## start Records to use

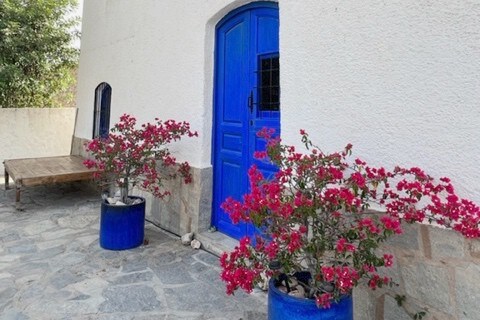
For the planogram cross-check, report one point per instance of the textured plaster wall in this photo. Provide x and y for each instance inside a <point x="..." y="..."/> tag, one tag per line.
<point x="158" y="58"/>
<point x="34" y="132"/>
<point x="400" y="80"/>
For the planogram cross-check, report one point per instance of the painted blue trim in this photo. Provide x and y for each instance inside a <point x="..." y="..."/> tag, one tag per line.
<point x="233" y="134"/>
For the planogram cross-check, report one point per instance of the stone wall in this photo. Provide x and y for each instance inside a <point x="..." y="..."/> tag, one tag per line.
<point x="35" y="132"/>
<point x="187" y="209"/>
<point x="437" y="271"/>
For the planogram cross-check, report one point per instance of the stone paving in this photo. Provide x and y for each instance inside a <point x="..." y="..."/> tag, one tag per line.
<point x="51" y="267"/>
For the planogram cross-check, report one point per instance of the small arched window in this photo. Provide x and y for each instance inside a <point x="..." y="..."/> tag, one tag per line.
<point x="101" y="113"/>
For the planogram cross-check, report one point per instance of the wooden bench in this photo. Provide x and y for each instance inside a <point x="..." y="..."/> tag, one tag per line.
<point x="38" y="171"/>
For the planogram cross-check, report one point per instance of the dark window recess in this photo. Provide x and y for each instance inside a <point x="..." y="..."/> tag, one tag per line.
<point x="101" y="113"/>
<point x="269" y="84"/>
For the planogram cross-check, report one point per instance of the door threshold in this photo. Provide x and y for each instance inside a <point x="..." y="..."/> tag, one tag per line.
<point x="216" y="242"/>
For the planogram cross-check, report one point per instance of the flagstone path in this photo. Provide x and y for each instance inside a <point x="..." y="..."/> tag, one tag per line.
<point x="51" y="267"/>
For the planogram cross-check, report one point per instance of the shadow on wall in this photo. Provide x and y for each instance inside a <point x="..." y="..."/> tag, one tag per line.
<point x="35" y="132"/>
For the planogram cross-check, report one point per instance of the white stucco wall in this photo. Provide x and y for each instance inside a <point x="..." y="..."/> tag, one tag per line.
<point x="158" y="59"/>
<point x="400" y="80"/>
<point x="35" y="132"/>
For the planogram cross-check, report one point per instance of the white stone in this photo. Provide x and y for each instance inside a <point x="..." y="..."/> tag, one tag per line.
<point x="195" y="244"/>
<point x="187" y="238"/>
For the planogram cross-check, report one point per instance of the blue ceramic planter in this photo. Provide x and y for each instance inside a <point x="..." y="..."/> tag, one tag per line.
<point x="122" y="227"/>
<point x="284" y="307"/>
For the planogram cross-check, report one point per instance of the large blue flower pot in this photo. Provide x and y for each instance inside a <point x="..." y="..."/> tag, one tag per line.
<point x="284" y="307"/>
<point x="122" y="227"/>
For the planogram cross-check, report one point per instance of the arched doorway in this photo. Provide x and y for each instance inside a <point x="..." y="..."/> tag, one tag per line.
<point x="246" y="98"/>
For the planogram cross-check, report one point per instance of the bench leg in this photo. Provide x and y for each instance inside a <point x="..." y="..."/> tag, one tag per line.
<point x="17" y="195"/>
<point x="7" y="178"/>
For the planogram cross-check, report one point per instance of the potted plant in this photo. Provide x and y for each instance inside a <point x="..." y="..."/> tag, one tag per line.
<point x="320" y="221"/>
<point x="131" y="157"/>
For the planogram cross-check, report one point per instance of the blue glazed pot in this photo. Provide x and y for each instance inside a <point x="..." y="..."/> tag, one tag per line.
<point x="122" y="227"/>
<point x="284" y="307"/>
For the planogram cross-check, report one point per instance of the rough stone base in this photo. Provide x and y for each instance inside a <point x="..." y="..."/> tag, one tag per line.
<point x="188" y="208"/>
<point x="437" y="272"/>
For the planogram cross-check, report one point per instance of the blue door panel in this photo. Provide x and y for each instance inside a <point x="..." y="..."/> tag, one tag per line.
<point x="241" y="38"/>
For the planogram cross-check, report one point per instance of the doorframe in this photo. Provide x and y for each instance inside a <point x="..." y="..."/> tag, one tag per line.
<point x="230" y="14"/>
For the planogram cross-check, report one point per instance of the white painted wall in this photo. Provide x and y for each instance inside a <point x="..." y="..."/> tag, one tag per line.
<point x="400" y="80"/>
<point x="35" y="132"/>
<point x="158" y="59"/>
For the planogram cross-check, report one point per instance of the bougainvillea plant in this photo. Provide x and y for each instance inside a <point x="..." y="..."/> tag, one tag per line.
<point x="316" y="214"/>
<point x="138" y="157"/>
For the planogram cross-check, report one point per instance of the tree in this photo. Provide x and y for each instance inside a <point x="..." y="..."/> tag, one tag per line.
<point x="37" y="58"/>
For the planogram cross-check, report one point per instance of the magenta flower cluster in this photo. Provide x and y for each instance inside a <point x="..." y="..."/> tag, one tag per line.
<point x="139" y="157"/>
<point x="316" y="214"/>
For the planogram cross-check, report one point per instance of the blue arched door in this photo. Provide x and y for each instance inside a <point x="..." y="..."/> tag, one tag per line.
<point x="246" y="98"/>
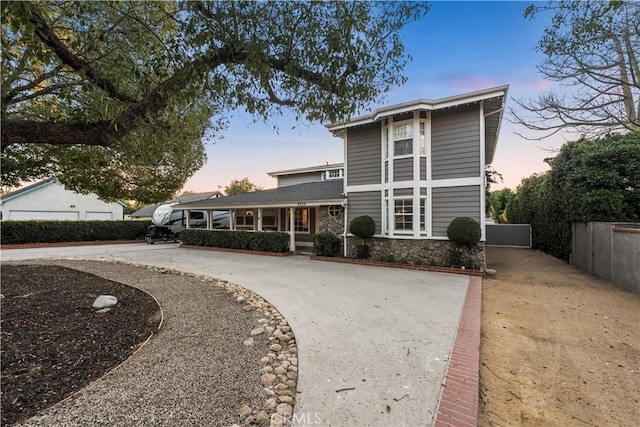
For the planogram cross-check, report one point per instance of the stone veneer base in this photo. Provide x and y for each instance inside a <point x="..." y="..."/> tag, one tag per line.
<point x="398" y="265"/>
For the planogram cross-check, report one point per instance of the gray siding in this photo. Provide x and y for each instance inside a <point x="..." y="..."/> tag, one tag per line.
<point x="365" y="203"/>
<point x="364" y="155"/>
<point x="455" y="143"/>
<point x="299" y="178"/>
<point x="451" y="202"/>
<point x="403" y="169"/>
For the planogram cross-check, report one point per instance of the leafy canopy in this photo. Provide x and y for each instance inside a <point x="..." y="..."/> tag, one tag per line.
<point x="591" y="48"/>
<point x="590" y="180"/>
<point x="116" y="97"/>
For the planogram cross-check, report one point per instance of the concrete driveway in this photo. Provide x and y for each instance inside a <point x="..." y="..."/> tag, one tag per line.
<point x="383" y="334"/>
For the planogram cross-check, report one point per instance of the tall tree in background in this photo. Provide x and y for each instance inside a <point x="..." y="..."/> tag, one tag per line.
<point x="239" y="186"/>
<point x="591" y="48"/>
<point x="115" y="97"/>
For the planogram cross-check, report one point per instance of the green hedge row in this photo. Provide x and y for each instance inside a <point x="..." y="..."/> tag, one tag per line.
<point x="14" y="232"/>
<point x="255" y="241"/>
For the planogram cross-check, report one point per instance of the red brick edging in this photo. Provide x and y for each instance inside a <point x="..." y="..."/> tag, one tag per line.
<point x="459" y="402"/>
<point x="239" y="251"/>
<point x="397" y="265"/>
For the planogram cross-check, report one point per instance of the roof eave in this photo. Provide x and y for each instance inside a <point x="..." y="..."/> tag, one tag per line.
<point x="421" y="104"/>
<point x="290" y="204"/>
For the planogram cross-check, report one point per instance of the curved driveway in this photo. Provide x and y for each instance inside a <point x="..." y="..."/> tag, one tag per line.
<point x="373" y="342"/>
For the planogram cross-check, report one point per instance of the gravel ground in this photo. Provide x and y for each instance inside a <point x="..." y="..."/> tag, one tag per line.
<point x="197" y="371"/>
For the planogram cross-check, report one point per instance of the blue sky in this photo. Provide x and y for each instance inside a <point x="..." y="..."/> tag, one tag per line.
<point x="458" y="47"/>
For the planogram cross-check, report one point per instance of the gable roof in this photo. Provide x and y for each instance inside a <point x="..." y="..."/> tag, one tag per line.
<point x="309" y="193"/>
<point x="147" y="211"/>
<point x="28" y="189"/>
<point x="493" y="100"/>
<point x="319" y="168"/>
<point x="37" y="186"/>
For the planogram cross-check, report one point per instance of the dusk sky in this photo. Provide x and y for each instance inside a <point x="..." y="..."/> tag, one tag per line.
<point x="458" y="47"/>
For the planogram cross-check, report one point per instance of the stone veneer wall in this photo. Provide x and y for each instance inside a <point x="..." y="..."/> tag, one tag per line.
<point x="411" y="251"/>
<point x="332" y="224"/>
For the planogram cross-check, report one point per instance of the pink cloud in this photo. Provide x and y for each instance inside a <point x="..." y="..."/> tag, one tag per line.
<point x="472" y="82"/>
<point x="540" y="84"/>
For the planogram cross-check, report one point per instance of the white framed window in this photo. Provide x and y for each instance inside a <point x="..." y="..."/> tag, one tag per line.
<point x="423" y="214"/>
<point x="301" y="220"/>
<point x="244" y="219"/>
<point x="403" y="139"/>
<point x="334" y="210"/>
<point x="270" y="219"/>
<point x="332" y="174"/>
<point x="403" y="214"/>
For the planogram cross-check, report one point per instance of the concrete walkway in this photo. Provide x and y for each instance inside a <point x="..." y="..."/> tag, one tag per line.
<point x="381" y="335"/>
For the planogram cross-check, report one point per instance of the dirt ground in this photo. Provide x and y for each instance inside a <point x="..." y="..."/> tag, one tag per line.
<point x="53" y="341"/>
<point x="559" y="347"/>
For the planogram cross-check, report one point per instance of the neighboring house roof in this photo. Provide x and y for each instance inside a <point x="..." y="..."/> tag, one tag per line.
<point x="310" y="193"/>
<point x="147" y="211"/>
<point x="493" y="103"/>
<point x="26" y="190"/>
<point x="319" y="168"/>
<point x="36" y="186"/>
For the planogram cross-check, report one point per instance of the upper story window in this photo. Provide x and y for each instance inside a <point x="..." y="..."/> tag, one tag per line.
<point x="332" y="174"/>
<point x="403" y="139"/>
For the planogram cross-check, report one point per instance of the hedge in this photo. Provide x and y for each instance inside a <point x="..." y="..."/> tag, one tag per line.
<point x="37" y="231"/>
<point x="255" y="241"/>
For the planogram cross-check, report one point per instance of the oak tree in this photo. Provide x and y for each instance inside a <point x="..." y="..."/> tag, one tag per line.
<point x="116" y="97"/>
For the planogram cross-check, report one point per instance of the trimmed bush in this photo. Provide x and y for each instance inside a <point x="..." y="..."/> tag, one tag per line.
<point x="255" y="241"/>
<point x="464" y="232"/>
<point x="326" y="244"/>
<point x="15" y="232"/>
<point x="362" y="226"/>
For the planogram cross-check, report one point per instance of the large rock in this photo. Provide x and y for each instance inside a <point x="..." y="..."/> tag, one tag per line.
<point x="105" y="301"/>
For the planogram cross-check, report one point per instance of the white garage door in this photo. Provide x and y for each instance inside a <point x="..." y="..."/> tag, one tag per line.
<point x="25" y="215"/>
<point x="102" y="216"/>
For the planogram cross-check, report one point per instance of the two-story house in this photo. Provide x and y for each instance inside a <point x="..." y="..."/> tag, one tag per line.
<point x="412" y="167"/>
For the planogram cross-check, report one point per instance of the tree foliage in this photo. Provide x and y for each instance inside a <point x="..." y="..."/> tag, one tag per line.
<point x="239" y="186"/>
<point x="128" y="89"/>
<point x="591" y="48"/>
<point x="590" y="180"/>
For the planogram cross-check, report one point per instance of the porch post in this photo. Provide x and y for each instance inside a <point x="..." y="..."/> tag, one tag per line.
<point x="292" y="226"/>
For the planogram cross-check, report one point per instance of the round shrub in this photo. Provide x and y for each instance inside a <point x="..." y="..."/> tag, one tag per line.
<point x="363" y="226"/>
<point x="465" y="232"/>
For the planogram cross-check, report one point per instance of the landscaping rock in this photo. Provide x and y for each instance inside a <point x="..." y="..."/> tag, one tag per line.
<point x="104" y="301"/>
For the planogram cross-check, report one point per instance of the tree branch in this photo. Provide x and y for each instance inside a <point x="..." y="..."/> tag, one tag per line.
<point x="49" y="38"/>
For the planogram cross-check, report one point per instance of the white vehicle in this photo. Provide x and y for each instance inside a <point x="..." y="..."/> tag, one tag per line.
<point x="168" y="223"/>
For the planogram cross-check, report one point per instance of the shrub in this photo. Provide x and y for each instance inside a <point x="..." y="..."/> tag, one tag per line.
<point x="255" y="241"/>
<point x="464" y="232"/>
<point x="363" y="226"/>
<point x="326" y="244"/>
<point x="14" y="232"/>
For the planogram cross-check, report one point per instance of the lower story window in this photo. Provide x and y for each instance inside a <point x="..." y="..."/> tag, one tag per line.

## end Records to use

### Exercise instructions
Retype exactly, please, each line from the line that contains "the tree foliage" through the last line of the entries above, with nothing added.

### Reply
For the planogram cross-check, report one point per instance of the tree foliage in this photo. Provide x and y for each instance inside a <point x="..." y="..."/> tag, one tag per line.
<point x="239" y="186"/>
<point x="128" y="89"/>
<point x="591" y="48"/>
<point x="590" y="180"/>
For the planogram cross-check, report one point per instance of the porch post in this photo. Provide x and y for each instance inside a <point x="..." y="..."/> tag, one tag per line.
<point x="292" y="226"/>
For the planogram cross-check, report one point per instance of the round shrub in this photo. Provide x and y for each instance inside a <point x="..." y="..."/> tag, one tag per line.
<point x="363" y="226"/>
<point x="465" y="232"/>
For the planogram cross-check, report one point per instance of the landscaping rock in this photo. Provide x and y for each instance inside a <point x="..." y="..."/> tag, one tag per line.
<point x="104" y="301"/>
For the planogram cross-check, report one point per instance of the tree branch in this photo. Provide x and y for each instance inside a <point x="..." y="..."/> tag, one tag per line.
<point x="49" y="38"/>
For the planogram cross-check, report one point per instance of the white vehicle in this photo. Provide x and y for each instance inside a <point x="..." y="..."/> tag, one tag per line.
<point x="168" y="223"/>
For the planogram cross-check, report one point per instance of the shrub in this photo. Provide x and y for each instance inside a <point x="..." y="..."/> tag, one tag per line.
<point x="255" y="241"/>
<point x="464" y="232"/>
<point x="363" y="226"/>
<point x="326" y="244"/>
<point x="14" y="232"/>
For the planogram cross-check, report one point per instance of the lower story window in this photo. Provide x and y for each instance inside a <point x="..." y="..."/> tag, one tag per line.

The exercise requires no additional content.